# [Extract provided]
Nacho

Personal information
- Full name: José Ignacio Pérez Frías
- Date of birth: 27 April 1955
- Place of birth: Madrid, Spain
- Date of death: 30 March 2018 (aged 62)
- Place of death: Málaga, Spain
- Height: 1.76 m (5 ft 9+1⁄2 in)
- Position: Defender

Youth career
- 1969–1973: Puerto Malagueño

Senior career*
- Years: Team / Apps / (Gls)
- 1973–1975: Castilla
- 1975–1976: Atlético Malagueño
- 1976–1984: Málaga / 189 / (3)
- 1984–1985: Avilés / 26 / (0)
- 1985–1986: Marbella
- 1986–1991: Mijas

International career
- 1973: Spain U18 / 3 / (0)

= Nacho (footballer, born 1955) =

Spanish footballer

José Ignacio Pérez Frías (27 April 1955 – 30 March 2018), known as Nacho, was a Spanish footballer who played as a defender.

He spent his entire professional career with Málaga, playing 223 competitive matches while appearing in four La Liga seasons.

==Early life==
Born in Madrid to hotel employee Pedro Pérez and his wife Isabel Frías, Nacho and his ten siblings (eventually the couple fathered 12 children) moved with the family to Málaga at the age of 14.

He started playing football with Puerto Malagueño and Real Madrid Castilla, but suffered an injury while at the service of the latter club and was released shortly after signing.

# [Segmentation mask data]
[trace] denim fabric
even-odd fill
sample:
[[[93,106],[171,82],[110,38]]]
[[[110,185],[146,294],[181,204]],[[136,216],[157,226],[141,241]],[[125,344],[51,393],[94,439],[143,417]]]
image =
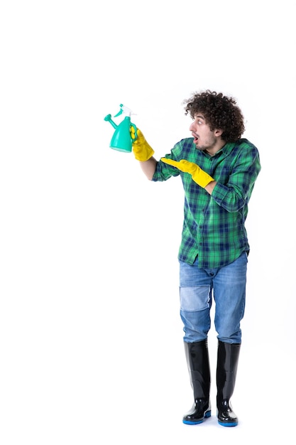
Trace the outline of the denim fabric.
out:
[[[240,343],[240,323],[246,304],[246,253],[229,264],[216,269],[199,268],[198,257],[193,265],[179,262],[184,341],[191,343],[207,338],[214,298],[217,338],[225,343]]]

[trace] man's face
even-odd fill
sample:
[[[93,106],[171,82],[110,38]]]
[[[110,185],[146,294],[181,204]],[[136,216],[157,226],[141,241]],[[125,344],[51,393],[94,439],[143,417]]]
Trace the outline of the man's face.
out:
[[[211,130],[201,113],[194,114],[194,119],[189,129],[194,137],[194,143],[198,150],[211,153],[214,151],[217,143],[216,130]]]

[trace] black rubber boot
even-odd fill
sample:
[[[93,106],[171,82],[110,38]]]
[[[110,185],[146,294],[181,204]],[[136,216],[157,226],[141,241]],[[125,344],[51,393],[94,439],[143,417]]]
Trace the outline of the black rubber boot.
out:
[[[184,342],[184,345],[193,389],[194,403],[191,410],[184,416],[183,423],[196,425],[211,416],[211,378],[207,340],[191,343]]]
[[[234,390],[240,348],[241,343],[218,341],[216,405],[218,423],[223,427],[236,427],[239,423],[230,398]]]

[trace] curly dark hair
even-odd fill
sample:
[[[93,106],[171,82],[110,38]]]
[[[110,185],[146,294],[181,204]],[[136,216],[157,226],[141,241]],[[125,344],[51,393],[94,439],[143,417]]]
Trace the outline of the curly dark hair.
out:
[[[190,113],[194,119],[197,112],[202,113],[212,131],[223,130],[221,137],[226,142],[235,142],[245,131],[243,116],[234,97],[207,90],[193,93],[183,104],[185,104],[185,115]]]

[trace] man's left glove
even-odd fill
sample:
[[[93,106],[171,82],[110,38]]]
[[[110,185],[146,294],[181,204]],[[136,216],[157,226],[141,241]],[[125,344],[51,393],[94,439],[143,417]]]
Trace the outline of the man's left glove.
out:
[[[184,173],[189,173],[192,176],[193,181],[204,188],[210,182],[214,181],[214,178],[212,178],[207,172],[202,170],[197,164],[186,161],[186,159],[173,161],[172,159],[168,159],[167,158],[161,158],[160,160],[165,163],[168,163],[173,167],[179,168],[179,170],[184,171]]]
[[[131,127],[133,151],[137,161],[148,161],[154,154],[154,150],[145,139],[142,132],[137,128],[137,138],[135,139],[135,129]]]

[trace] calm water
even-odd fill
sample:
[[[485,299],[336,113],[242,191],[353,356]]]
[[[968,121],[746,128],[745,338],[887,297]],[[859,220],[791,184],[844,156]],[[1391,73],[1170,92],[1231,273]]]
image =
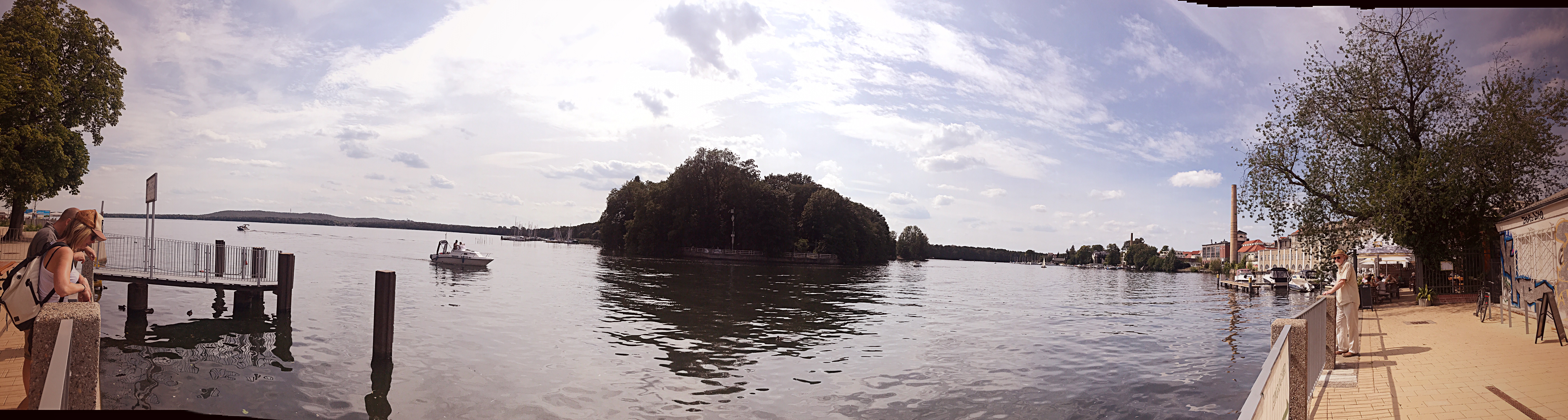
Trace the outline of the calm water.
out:
[[[234,291],[103,293],[103,407],[267,418],[1226,418],[1308,299],[1201,274],[946,262],[760,266],[394,229],[158,221],[298,254],[292,320]],[[140,219],[108,219],[140,235]],[[425,260],[442,238],[485,270]],[[372,392],[373,271],[398,273]],[[243,304],[241,304],[243,306]],[[190,315],[187,315],[187,312]],[[237,313],[238,312],[238,313]],[[378,375],[373,375],[378,373]],[[367,395],[372,395],[367,398]],[[368,403],[367,403],[368,401]]]

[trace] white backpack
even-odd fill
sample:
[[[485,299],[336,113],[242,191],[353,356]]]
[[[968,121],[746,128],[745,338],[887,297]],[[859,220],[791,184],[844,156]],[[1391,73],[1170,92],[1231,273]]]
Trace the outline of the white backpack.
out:
[[[42,252],[38,252],[38,255],[28,255],[22,260],[22,263],[11,268],[11,273],[6,273],[5,276],[5,282],[0,284],[0,301],[5,302],[5,310],[11,313],[11,320],[8,321],[16,324],[16,329],[33,329],[33,320],[38,318],[38,312],[44,309],[44,302],[47,302],[49,298],[55,296],[55,291],[50,290],[49,296],[39,299],[38,285],[39,282],[55,281],[39,279],[41,273],[44,273],[44,259],[41,257],[60,246],[66,246],[66,243],[50,243]]]

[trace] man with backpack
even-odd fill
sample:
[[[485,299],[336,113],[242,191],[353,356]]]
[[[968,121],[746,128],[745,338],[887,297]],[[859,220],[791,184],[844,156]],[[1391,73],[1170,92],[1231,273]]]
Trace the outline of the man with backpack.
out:
[[[82,208],[66,208],[66,212],[60,212],[58,221],[44,224],[44,229],[38,229],[38,232],[33,234],[33,241],[27,244],[27,255],[38,255],[38,252],[44,252],[45,246],[58,241],[60,237],[64,237],[66,229],[71,229],[71,221],[77,218],[78,212],[82,212]],[[97,255],[93,254],[93,248],[77,254],[82,254],[78,255],[80,259],[77,259],[80,262],[97,259]]]

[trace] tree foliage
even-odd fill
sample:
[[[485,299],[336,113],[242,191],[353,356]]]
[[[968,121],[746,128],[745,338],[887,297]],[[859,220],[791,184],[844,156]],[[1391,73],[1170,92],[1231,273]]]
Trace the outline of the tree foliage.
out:
[[[898,257],[905,260],[925,260],[925,248],[931,246],[931,241],[925,238],[925,232],[920,232],[919,226],[905,226],[903,232],[898,234]]]
[[[1327,257],[1367,234],[1422,257],[1477,249],[1493,221],[1563,188],[1568,91],[1497,52],[1472,86],[1454,41],[1402,9],[1364,14],[1330,56],[1312,45],[1250,141],[1240,201]]]
[[[610,190],[599,216],[604,252],[670,257],[681,248],[837,254],[848,263],[894,255],[887,221],[804,174],[760,176],[728,149],[696,149],[662,182]]]
[[[119,122],[125,69],[103,20],[63,0],[17,0],[0,16],[0,199],[20,226],[28,202],[75,194],[88,149]],[[5,240],[20,240],[22,230]]]

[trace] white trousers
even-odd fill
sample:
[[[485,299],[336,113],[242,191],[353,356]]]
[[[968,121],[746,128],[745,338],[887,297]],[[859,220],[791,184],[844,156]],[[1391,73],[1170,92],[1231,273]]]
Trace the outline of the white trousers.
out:
[[[1361,302],[1336,304],[1334,346],[1339,351],[1361,353]]]

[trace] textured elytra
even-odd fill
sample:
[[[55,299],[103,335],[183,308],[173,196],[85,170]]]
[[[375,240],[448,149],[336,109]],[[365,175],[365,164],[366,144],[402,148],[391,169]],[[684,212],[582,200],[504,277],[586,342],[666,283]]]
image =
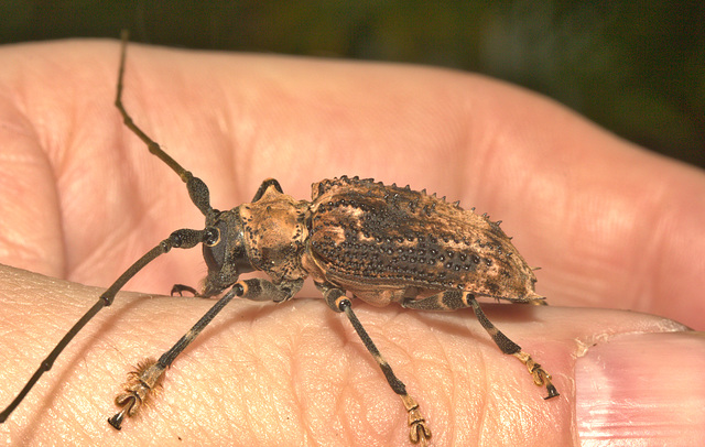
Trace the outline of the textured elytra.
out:
[[[532,270],[497,222],[435,195],[325,179],[313,185],[308,219],[307,250],[319,274],[371,304],[452,288],[541,299]]]

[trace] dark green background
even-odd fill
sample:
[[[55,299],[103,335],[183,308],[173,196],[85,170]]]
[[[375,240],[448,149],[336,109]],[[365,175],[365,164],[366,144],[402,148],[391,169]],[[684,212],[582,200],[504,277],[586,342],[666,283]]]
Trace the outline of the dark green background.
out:
[[[160,45],[398,61],[543,92],[654,151],[705,166],[705,1],[15,1],[0,42]]]

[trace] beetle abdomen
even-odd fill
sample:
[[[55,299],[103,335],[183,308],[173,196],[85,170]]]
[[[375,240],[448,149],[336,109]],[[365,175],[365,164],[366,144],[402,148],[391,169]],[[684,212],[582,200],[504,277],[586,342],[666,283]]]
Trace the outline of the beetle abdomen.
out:
[[[328,277],[361,290],[538,297],[533,272],[499,226],[435,195],[343,176],[313,185],[311,211],[310,251]]]

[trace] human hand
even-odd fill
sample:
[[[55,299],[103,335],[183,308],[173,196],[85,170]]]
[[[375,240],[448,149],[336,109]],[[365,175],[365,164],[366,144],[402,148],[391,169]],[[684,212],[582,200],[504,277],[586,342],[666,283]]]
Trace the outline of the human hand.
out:
[[[0,48],[0,261],[72,282],[1,271],[2,404],[97,299],[98,290],[73,283],[105,287],[172,230],[203,227],[178,177],[121,124],[117,64],[107,42]],[[542,266],[538,292],[553,306],[484,308],[553,374],[561,397],[541,400],[544,390],[469,310],[356,303],[435,445],[576,443],[599,426],[586,411],[604,403],[617,416],[600,421],[618,425],[620,403],[644,396],[674,408],[636,405],[644,426],[652,416],[668,434],[705,436],[702,337],[659,334],[683,330],[659,317],[560,307],[629,308],[705,328],[701,171],[538,96],[437,69],[131,45],[124,101],[208,184],[216,208],[249,201],[265,177],[306,198],[312,182],[348,174],[425,187],[503,220]],[[128,288],[196,284],[198,258],[175,251]],[[119,295],[0,433],[15,444],[404,445],[398,397],[347,321],[313,299],[230,304],[167,371],[153,406],[116,433],[105,419],[129,367],[171,347],[212,304]],[[655,334],[618,337],[633,332]],[[575,386],[594,379],[597,390]]]

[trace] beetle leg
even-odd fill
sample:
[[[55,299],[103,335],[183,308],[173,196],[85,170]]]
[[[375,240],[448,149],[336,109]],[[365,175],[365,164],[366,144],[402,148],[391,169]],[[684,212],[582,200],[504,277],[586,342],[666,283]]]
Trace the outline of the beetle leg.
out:
[[[191,328],[169,351],[159,360],[148,359],[138,364],[137,370],[128,374],[123,391],[118,394],[115,402],[122,410],[108,422],[115,428],[120,429],[124,416],[134,416],[142,404],[150,399],[164,379],[164,371],[176,357],[200,334],[200,331],[215,318],[215,316],[236,295],[252,301],[282,302],[291,298],[303,285],[303,280],[282,281],[275,285],[271,281],[250,279],[238,281],[216,304]]]
[[[137,367],[137,371],[130,372],[123,391],[115,399],[116,405],[122,410],[112,417],[108,418],[108,423],[115,428],[120,429],[124,416],[134,416],[142,404],[147,402],[154,390],[159,389],[160,383],[164,379],[164,371],[169,368],[176,357],[208,326],[216,315],[228,304],[236,295],[242,296],[245,287],[240,283],[236,283],[200,319],[166,352],[154,361],[148,359]]]
[[[475,299],[475,295],[464,291],[445,291],[427,298],[405,299],[401,304],[403,307],[419,310],[456,310],[466,307],[473,307],[480,325],[487,330],[495,344],[503,353],[512,355],[518,358],[533,377],[533,383],[539,386],[545,386],[549,395],[544,399],[558,396],[558,391],[551,383],[551,374],[544,370],[541,364],[536,363],[530,355],[521,350],[521,347],[509,339],[501,330],[487,318],[479,303]]]
[[[350,299],[345,296],[345,291],[322,284],[316,285],[323,291],[323,296],[333,310],[345,313],[350,320],[350,324],[352,324],[355,331],[362,340],[362,344],[369,353],[372,355],[375,361],[377,361],[377,364],[379,364],[379,368],[384,373],[384,378],[387,378],[387,382],[391,386],[392,391],[401,397],[404,407],[406,408],[406,413],[409,413],[409,438],[411,441],[421,446],[426,446],[426,441],[431,438],[431,429],[426,426],[426,422],[419,410],[419,403],[416,403],[416,401],[406,393],[404,382],[397,378],[394,371],[392,371],[392,367],[389,366],[387,360],[384,360],[382,355],[379,352],[379,349],[377,349],[377,346],[375,346],[369,334],[367,334],[367,330],[362,327],[357,315],[352,312],[352,305]]]
[[[294,296],[304,285],[304,280],[282,281],[279,284],[274,284],[261,277],[252,277],[238,281],[238,284],[245,290],[240,295],[241,298],[281,303]]]
[[[192,294],[193,296],[196,297],[204,297],[203,295],[198,294],[198,291],[196,291],[194,287],[189,286],[189,285],[185,285],[185,284],[174,284],[174,286],[172,287],[172,296],[184,296],[184,292],[188,292],[189,294]]]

# [Brief 1]
State whether each statement below agrees with the article on Nacho, answering yes or no and quoting the words from the article that decide it. (a) Nacho was born in Madrid. (b) His family moved to Málaga when he was 14. (c) He appeared in five La Liga seasons.
# [Brief 2]
Repeat the part of the article on Nacho starting at "José Ignacio Pérez Frías (27" and ending at "the age of 14.".
# [Brief 3]
Pick up the article on Nacho from the point where it stops, and continue it.

# [Task result 1]
(a) Yes: "Born in Madrid to hotel employee Pedro Pérez and his wife Isabel Frías."
(b) Yes: "moved with the family to Málaga at the age of 14."
(c) No: "appearing in four La Liga seasons."

# [Task result 2]
José Ignacio Pérez Frías (27 April 1955 – 30 March 2018), known as Nacho, was a Spanish footballer who played as a defender.

He spent his entire professional career with Málaga, playing 223 competitive matches while appearing in four La Liga seasons.

==Early life==
Born in Madrid to hotel employee Pedro Pérez and his wife Isabel Frías, Nacho and his ten siblings (eventually the couple fathered 12 children) moved with the family to Málaga at the age of 14.

# [Task result 3]
==Club career==
Nacho subsequently joined Atlético Malagueño, whilst studying for his medical degree. He made his debut with the first team of Málaga CF on 10 November 1976, coming on as a late substitute in a 3–0 home win against Linares CF in the Copa del Rey. His maiden appearance in La Liga came the following 6 March, also coming from the bench in a 3–1 away loss to Real Zaragoza, and he scored his first in the competition on 26 March of the same year but in another away defeat (2–1, at RC Celta de Vigo).

In 1979, Nacho was appointed team captain. He won two promotions to the top division with his main club, in that year and also in 1982.

Nacho retired in 1991 at the age of 36, after spells in the lower leagues with Real Avilés Industrial CF, CA Marbella and CD Mijas. Later, he worked with Málaga as a youth coach and doctor.

==International career==
Nacho won three caps for Spain at under-18 level.

==Personal life and death==
Nacho's brother and son, respectively Juan Carlos and Ignacio, were also footballers. They too played for Málaga.

Nacho died on 30 March 2018, at the age of 62. He was recovering in his Málaga home from severe burns, from which he was tended at the Hospital Regional Universitario Carlos Haya.